> [Task details]:
Turn every one of the rows below into a JSON list of strings, with one string per line and no blank lines.

> [Data rows]:
───

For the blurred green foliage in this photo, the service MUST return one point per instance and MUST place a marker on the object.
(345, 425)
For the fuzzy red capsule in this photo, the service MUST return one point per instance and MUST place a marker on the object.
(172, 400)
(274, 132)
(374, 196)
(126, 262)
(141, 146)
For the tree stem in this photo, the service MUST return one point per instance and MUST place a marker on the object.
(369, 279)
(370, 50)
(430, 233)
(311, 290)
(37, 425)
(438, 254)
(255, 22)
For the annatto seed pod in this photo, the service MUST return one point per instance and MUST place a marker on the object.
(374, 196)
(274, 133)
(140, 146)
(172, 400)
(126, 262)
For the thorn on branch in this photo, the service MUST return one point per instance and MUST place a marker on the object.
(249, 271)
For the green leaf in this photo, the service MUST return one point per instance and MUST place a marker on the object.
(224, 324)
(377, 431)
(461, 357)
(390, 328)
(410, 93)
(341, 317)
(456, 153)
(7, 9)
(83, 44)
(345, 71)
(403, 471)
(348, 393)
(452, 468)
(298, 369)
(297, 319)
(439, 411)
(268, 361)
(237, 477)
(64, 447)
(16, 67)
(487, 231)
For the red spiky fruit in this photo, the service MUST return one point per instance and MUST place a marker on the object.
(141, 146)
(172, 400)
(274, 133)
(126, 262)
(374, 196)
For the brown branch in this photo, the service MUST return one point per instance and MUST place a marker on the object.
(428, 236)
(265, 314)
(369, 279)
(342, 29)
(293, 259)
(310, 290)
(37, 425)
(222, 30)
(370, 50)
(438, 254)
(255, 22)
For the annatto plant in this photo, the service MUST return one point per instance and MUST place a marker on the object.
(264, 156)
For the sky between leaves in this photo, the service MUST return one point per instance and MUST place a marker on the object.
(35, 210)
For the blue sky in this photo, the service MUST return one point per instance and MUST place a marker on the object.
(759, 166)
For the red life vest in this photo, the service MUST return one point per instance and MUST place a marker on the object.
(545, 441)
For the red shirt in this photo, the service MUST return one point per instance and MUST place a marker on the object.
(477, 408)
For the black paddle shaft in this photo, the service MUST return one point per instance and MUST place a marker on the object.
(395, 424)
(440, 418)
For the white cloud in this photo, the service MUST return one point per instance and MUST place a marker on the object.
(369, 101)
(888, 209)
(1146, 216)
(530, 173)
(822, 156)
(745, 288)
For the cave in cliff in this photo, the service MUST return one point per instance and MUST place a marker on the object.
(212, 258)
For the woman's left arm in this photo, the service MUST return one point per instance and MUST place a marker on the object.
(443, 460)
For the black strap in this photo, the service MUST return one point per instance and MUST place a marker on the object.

───

> [The answer]:
[
  "For the blurred green foliage in this photo, the service MUST return one point per instance and MUST place a marker on the object.",
  "(345, 425)",
  "For the fuzzy red capsule in this photo, the service MUST return one point per instance and MUST place a marker on the object.",
  "(172, 400)",
  "(274, 132)",
  "(374, 196)",
  "(126, 262)",
  "(141, 146)",
  "For the tree stem in this photo, the service MUST return one point per instance and MUST place a marker on the object.",
  "(369, 279)",
  "(370, 50)",
  "(430, 233)",
  "(311, 290)",
  "(37, 425)",
  "(438, 254)",
  "(255, 22)",
  "For the annatto seed pod in this photo, the service MUST return one point per instance and MUST place a marker on the object.",
  "(374, 196)",
  "(274, 133)",
  "(140, 146)",
  "(172, 400)",
  "(126, 262)",
  "For the thorn on branch in this photo, the service MUST return one point per instance and MUST place a marker on the object.",
  "(249, 271)",
  "For the green leaf in this photo, the service MUST return one point per instance and MUST place a marker on the object.",
  "(224, 324)",
  "(377, 431)",
  "(461, 357)",
  "(390, 328)",
  "(410, 93)",
  "(341, 317)",
  "(456, 153)",
  "(7, 9)",
  "(83, 44)",
  "(345, 71)",
  "(403, 471)",
  "(348, 393)",
  "(452, 468)",
  "(298, 369)",
  "(297, 319)",
  "(439, 411)",
  "(268, 361)",
  "(237, 477)",
  "(64, 447)",
  "(16, 67)",
  "(487, 231)",
  "For the red spiky fruit in this photo, the service MUST return one point per instance and MUST place a marker on the object.",
  "(141, 146)",
  "(172, 400)",
  "(274, 133)",
  "(126, 262)",
  "(374, 196)",
  "For the brown branch in this photo, the service MUST return one point per instance and MUST place a marker on the object.",
  "(428, 236)",
  "(265, 314)",
  "(369, 279)",
  "(342, 29)",
  "(293, 259)",
  "(310, 290)",
  "(37, 425)",
  "(222, 30)",
  "(370, 50)",
  "(438, 254)",
  "(255, 22)",
  "For the annatto plant in this photo, the service MUST return one point per instance and MUST place a marker on the object.",
  "(264, 156)",
  "For the sky between leaves in this photo, the service MUST return one point per instance and MUST place a marker on the object.",
  "(35, 210)",
  "For the blue sky in this photo, the service MUST return one point per instance and MUST place a marker on the object.",
  "(759, 166)",
  "For the red life vest in this photo, the service MUST return one point per instance and MUST place a marker on the object.",
  "(545, 441)",
  "For the red shirt in this photo, the service MUST return one point per instance and MUST place a marker on the object.",
  "(477, 408)",
  "For the black paddle shaft in this photo, the service MUST return one point per instance and MUST place a marker on the object.",
  "(395, 424)",
  "(440, 418)",
  "For the white cloud in this photo, the service MUST return one point per instance and MUST place a marker on the object.",
  "(369, 101)",
  "(888, 209)",
  "(1146, 216)",
  "(530, 173)",
  "(822, 156)",
  "(745, 288)",
  "For the cave in cliff in this photo, the service MUST return one point per instance and MUST place a marker on the object.",
  "(212, 258)",
  "For the woman's left arm in this photo, the service MUST return one point per instance and MUST place a marker on the object.",
  "(443, 460)",
  "For the black strap in this photo, the service MUST return one point per instance and MUST place a marker on the object."
]